(Natural-language object grounding data)
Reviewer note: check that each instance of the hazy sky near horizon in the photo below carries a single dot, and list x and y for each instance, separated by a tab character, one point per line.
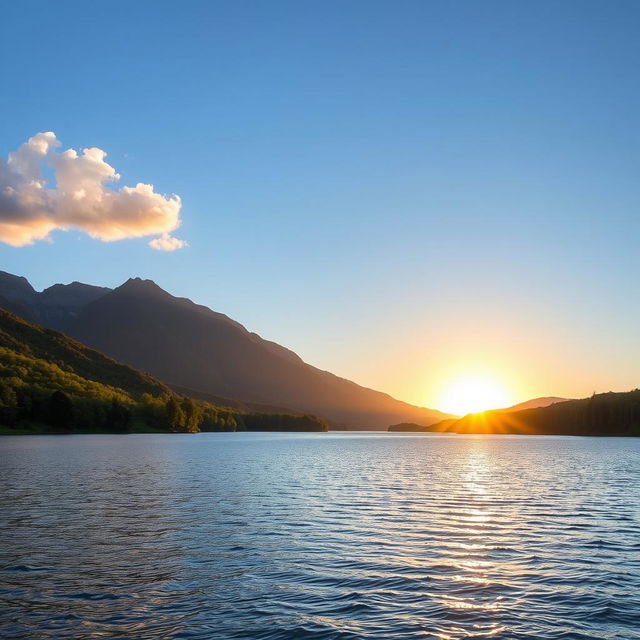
401	192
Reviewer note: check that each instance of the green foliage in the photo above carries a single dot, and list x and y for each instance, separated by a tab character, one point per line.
283	422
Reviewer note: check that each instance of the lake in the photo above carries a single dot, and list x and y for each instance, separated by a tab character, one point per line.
320	536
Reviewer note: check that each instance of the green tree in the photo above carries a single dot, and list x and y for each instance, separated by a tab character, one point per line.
60	411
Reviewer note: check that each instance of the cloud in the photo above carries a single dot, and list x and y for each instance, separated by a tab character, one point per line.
30	210
167	242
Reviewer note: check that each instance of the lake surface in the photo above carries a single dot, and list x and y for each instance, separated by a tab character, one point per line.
319	536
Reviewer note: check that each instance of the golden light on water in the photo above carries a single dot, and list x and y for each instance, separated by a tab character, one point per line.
472	394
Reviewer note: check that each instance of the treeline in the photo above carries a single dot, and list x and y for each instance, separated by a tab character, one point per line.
49	382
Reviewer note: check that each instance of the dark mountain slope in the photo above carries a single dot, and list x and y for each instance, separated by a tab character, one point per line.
191	346
535	403
50	346
55	307
605	414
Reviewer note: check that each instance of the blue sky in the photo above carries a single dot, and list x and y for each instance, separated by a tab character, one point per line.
399	191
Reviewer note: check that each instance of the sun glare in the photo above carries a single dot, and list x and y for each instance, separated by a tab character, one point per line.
474	394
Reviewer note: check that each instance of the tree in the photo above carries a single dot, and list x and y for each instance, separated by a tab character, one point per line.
60	411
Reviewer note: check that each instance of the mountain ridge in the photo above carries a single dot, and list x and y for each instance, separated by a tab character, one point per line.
191	346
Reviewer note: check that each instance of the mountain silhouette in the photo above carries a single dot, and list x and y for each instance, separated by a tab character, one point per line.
192	347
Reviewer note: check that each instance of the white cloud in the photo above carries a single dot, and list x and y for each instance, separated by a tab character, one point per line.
30	210
167	242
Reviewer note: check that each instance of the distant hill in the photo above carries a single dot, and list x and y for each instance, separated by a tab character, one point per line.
605	414
51	382
190	346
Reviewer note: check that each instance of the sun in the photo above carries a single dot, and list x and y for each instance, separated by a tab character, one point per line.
473	394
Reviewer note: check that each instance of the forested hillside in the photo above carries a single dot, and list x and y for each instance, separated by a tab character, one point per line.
49	382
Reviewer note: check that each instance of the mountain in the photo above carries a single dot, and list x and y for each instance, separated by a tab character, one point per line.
605	414
55	307
444	425
535	403
189	346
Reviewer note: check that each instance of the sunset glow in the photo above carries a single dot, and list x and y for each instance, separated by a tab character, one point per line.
472	394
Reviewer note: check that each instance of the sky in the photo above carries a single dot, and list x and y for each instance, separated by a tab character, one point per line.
404	193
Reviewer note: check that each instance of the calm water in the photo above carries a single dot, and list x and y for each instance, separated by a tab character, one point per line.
345	536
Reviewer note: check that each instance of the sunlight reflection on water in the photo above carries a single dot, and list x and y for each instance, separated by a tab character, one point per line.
348	536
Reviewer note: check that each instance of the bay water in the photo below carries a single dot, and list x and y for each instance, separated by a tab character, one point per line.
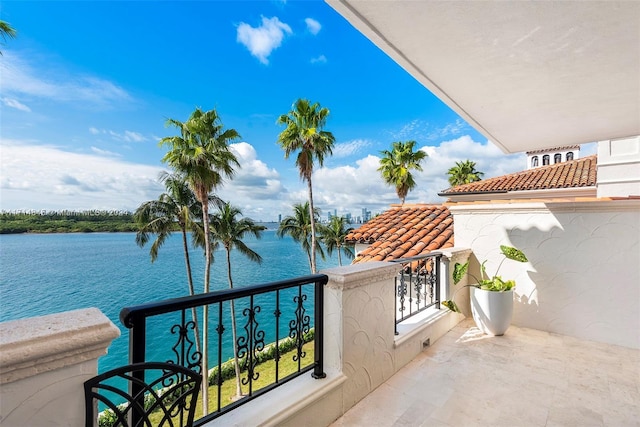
51	273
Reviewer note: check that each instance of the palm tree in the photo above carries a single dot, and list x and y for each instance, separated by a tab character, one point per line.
201	153
178	205
298	227
396	165
6	30
333	235
464	173
304	134
227	229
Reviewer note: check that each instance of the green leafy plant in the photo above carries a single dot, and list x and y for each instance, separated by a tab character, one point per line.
494	283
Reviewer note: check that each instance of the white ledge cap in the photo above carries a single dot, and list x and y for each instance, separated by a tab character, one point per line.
39	344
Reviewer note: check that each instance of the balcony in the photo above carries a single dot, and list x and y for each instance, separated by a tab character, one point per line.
527	377
437	369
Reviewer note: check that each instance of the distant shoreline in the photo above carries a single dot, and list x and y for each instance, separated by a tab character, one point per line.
76	222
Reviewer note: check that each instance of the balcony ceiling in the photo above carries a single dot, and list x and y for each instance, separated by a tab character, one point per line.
528	74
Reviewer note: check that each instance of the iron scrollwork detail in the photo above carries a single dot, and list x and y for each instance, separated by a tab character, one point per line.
250	344
184	349
300	326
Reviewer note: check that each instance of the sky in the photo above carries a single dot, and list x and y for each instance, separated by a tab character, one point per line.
86	89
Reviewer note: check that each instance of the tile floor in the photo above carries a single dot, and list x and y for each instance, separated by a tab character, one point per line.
524	378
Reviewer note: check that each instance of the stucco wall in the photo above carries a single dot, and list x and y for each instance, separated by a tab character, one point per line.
583	278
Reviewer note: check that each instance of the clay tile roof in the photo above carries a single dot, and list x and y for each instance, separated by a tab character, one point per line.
566	147
404	231
575	173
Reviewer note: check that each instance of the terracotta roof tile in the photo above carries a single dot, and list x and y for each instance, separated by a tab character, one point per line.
575	173
404	231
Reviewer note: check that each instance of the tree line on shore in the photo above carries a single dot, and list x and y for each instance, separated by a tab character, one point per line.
66	222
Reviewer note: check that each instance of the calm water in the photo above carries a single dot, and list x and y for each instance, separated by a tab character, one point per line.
51	273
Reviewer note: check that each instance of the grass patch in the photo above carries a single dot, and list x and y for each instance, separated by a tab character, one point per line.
267	375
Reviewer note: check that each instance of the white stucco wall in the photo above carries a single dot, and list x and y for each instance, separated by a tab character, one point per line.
583	278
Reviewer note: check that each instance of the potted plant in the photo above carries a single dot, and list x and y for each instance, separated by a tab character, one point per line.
491	298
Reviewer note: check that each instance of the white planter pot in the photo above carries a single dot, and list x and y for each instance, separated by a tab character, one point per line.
492	311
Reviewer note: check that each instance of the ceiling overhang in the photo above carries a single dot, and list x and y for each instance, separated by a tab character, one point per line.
526	74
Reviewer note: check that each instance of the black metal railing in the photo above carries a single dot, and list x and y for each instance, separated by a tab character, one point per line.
417	286
279	313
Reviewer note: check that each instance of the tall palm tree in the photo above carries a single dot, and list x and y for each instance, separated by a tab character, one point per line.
333	235
177	206
201	153
464	173
396	165
298	226
229	230
304	134
6	30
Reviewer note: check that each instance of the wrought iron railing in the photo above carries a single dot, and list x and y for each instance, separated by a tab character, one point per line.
417	286
276	313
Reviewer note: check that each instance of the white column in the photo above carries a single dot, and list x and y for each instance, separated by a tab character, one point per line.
44	362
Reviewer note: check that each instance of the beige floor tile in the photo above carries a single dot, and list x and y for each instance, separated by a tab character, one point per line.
525	378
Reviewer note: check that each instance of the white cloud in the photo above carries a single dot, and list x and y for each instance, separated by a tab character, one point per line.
313	26
422	130
101	152
253	180
14	103
319	60
262	40
19	77
126	136
46	177
350	148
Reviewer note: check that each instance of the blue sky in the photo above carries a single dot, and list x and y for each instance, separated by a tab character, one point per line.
86	88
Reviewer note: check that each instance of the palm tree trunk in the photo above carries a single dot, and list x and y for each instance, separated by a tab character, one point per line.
192	291
205	308
313	227
233	329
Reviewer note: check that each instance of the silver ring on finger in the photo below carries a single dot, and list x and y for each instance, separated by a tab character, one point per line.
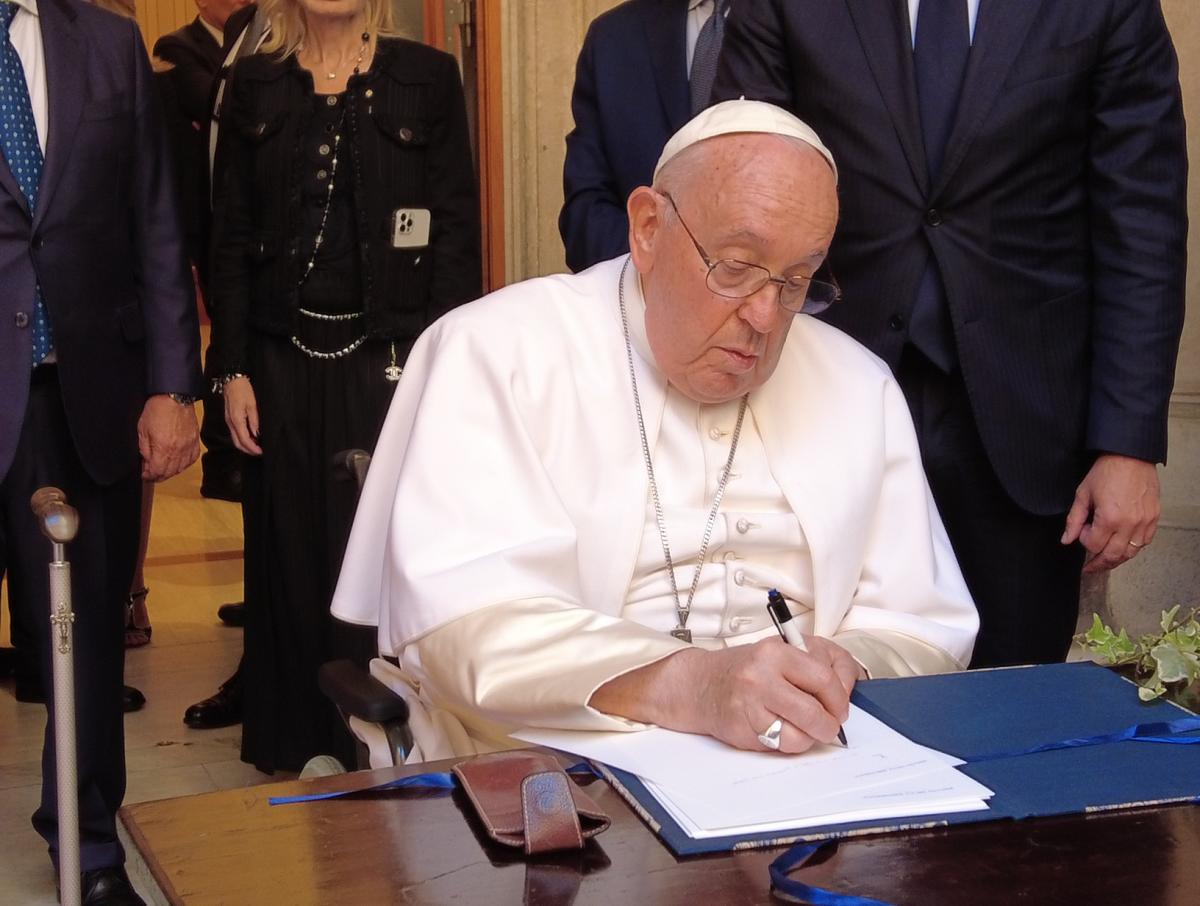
769	737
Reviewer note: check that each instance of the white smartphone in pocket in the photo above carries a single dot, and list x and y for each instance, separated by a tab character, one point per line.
411	228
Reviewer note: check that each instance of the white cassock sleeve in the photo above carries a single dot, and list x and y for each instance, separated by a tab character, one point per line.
532	663
910	589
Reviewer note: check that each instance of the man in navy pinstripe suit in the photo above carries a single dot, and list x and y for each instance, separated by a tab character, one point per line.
1012	241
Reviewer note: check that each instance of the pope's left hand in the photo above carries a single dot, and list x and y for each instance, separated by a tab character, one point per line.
168	438
1121	495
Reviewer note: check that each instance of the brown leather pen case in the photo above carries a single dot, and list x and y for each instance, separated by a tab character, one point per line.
526	799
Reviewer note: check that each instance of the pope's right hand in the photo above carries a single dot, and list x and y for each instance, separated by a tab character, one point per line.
739	691
241	415
736	694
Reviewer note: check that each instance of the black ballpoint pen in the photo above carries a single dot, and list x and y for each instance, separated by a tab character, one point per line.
789	631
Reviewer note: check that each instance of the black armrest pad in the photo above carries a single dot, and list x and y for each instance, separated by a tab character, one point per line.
360	695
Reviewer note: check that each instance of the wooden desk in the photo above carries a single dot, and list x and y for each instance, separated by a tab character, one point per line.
421	847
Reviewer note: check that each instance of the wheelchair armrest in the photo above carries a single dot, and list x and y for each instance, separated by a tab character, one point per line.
357	694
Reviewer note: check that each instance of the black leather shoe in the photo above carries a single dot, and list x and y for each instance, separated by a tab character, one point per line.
109	887
223	485
233	615
223	709
132	700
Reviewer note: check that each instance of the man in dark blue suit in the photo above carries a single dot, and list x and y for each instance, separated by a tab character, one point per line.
631	94
99	361
1012	241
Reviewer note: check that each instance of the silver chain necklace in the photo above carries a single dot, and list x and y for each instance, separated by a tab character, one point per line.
393	371
682	611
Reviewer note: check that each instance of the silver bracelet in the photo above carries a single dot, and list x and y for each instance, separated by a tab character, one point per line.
219	383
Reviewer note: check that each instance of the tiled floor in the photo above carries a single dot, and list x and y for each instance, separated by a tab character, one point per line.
193	565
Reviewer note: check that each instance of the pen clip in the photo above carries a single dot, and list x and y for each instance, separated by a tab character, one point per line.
774	618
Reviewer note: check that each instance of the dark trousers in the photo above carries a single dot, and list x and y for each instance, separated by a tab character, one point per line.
1025	583
102	558
220	456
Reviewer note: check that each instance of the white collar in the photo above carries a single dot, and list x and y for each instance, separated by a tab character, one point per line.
635	311
213	30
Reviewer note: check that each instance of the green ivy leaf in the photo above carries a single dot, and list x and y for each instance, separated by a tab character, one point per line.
1175	666
1168	621
1173	657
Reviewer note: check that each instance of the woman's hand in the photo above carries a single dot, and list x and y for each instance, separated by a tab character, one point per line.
241	415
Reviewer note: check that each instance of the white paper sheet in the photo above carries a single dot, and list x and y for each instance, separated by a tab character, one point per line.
713	790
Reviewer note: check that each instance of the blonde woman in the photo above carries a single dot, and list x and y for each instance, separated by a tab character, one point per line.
348	221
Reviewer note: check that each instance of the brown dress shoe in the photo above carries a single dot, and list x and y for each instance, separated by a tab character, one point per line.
222	709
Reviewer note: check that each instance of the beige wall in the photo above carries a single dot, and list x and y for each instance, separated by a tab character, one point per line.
157	17
541	41
1183	18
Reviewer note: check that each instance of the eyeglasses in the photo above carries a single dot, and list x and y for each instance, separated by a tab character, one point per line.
736	279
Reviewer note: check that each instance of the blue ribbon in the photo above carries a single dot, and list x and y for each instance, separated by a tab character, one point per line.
780	883
1168	732
433	780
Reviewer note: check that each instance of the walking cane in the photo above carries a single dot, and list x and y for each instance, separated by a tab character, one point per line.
59	522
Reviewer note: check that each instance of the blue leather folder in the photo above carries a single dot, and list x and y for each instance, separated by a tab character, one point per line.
989	712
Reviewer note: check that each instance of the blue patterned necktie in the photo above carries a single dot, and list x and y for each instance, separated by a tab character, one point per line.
703	57
23	154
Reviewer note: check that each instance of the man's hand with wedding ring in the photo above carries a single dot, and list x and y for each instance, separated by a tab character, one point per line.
769	737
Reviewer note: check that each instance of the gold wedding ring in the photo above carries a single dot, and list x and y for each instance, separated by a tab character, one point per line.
769	737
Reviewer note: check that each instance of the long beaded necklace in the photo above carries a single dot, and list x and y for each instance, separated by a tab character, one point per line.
393	371
682	611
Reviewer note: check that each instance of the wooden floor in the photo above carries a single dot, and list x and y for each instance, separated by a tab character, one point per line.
193	565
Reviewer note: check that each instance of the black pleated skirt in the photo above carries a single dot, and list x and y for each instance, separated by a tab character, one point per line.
298	517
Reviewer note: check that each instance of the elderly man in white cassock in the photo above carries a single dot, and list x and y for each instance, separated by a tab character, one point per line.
587	484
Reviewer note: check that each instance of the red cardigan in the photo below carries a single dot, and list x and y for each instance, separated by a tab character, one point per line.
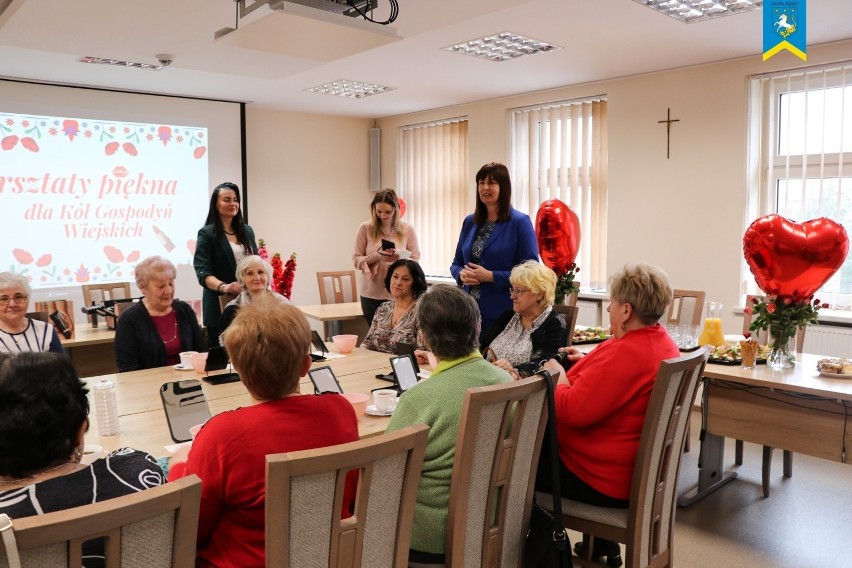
228	454
600	415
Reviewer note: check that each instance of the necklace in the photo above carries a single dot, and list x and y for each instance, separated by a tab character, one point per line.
33	476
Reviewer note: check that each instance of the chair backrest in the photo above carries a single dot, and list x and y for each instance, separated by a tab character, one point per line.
570	314
686	307
499	441
155	527
98	293
762	336
304	497
337	287
652	494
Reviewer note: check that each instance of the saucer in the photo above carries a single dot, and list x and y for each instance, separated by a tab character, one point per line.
373	411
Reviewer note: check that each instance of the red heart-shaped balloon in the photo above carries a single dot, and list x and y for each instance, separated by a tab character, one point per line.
557	230
794	259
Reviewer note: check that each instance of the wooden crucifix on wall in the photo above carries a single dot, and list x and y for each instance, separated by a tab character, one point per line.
668	123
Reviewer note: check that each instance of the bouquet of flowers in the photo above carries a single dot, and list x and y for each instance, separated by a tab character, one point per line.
566	284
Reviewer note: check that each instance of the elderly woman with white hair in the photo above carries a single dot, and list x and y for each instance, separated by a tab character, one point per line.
254	274
153	332
18	333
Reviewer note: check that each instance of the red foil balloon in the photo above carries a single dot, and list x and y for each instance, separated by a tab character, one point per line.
557	230
794	259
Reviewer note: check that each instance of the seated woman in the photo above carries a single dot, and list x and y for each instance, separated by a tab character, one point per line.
532	331
254	274
395	320
601	403
153	332
449	323
268	343
19	333
43	417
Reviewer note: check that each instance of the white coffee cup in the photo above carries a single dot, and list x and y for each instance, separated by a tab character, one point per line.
384	400
186	359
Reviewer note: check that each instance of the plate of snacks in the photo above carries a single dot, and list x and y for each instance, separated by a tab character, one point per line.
835	368
590	335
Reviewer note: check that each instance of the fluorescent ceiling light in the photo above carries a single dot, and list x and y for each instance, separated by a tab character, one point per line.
351	89
690	11
501	47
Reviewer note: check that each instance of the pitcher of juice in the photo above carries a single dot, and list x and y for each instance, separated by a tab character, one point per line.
712	332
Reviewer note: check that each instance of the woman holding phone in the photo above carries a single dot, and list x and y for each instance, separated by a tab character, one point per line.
378	244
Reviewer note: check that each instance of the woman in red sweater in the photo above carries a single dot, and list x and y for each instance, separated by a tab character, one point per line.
268	343
601	401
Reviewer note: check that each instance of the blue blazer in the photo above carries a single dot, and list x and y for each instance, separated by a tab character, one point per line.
511	243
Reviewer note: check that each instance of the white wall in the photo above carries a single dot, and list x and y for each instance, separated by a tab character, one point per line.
685	214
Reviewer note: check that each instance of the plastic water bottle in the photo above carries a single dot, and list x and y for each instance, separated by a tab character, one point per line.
106	408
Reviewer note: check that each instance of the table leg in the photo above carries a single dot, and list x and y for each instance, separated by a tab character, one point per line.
711	474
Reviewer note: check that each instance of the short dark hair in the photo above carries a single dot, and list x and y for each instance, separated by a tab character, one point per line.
43	404
418	285
449	321
499	173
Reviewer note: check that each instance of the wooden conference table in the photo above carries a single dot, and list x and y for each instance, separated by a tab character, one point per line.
143	423
795	409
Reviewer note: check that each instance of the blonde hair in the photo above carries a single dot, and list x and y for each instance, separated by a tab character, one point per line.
645	287
268	342
538	278
152	267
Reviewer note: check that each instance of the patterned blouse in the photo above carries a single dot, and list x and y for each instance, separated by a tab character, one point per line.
384	337
476	249
514	343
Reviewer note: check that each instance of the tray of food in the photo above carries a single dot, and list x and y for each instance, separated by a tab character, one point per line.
835	368
730	355
590	335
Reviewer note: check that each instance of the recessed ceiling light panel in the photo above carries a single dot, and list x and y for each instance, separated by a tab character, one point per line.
501	47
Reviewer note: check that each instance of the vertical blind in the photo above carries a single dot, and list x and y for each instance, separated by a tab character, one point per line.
801	135
559	151
433	182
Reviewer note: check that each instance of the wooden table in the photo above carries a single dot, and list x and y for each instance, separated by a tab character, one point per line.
91	350
795	409
346	317
143	423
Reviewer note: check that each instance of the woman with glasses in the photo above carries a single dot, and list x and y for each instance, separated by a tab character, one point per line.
18	333
531	331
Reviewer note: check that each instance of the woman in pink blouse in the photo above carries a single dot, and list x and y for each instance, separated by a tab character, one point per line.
371	259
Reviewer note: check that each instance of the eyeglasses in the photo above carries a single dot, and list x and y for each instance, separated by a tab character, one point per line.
17	298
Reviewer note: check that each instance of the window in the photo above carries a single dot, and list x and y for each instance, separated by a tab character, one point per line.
559	151
801	158
433	183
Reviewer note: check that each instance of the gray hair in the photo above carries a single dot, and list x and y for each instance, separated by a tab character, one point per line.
249	261
10	279
645	287
152	267
449	321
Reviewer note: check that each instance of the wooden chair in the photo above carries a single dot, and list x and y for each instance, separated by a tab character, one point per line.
97	293
647	527
570	314
499	440
304	497
155	527
763	337
686	307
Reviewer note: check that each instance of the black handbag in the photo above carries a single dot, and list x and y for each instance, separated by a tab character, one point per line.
547	542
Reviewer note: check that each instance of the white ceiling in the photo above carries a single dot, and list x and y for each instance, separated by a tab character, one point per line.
43	40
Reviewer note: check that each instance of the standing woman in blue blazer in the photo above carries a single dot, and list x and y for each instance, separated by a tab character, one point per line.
222	242
493	239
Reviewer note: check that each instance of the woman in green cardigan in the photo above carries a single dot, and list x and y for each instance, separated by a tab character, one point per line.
222	242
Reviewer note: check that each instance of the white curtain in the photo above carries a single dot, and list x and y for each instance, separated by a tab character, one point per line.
559	151
433	182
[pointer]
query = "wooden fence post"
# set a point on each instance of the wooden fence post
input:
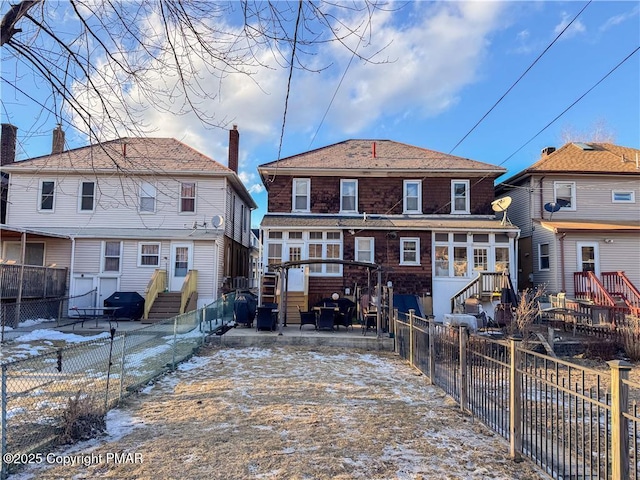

_WHAT TO DO_
Each line of the entries above that includes the string "post" should be copied out.

_FINAL ANSWER_
query = "wooden fence post"
# set a point on each instance of the wooden fence post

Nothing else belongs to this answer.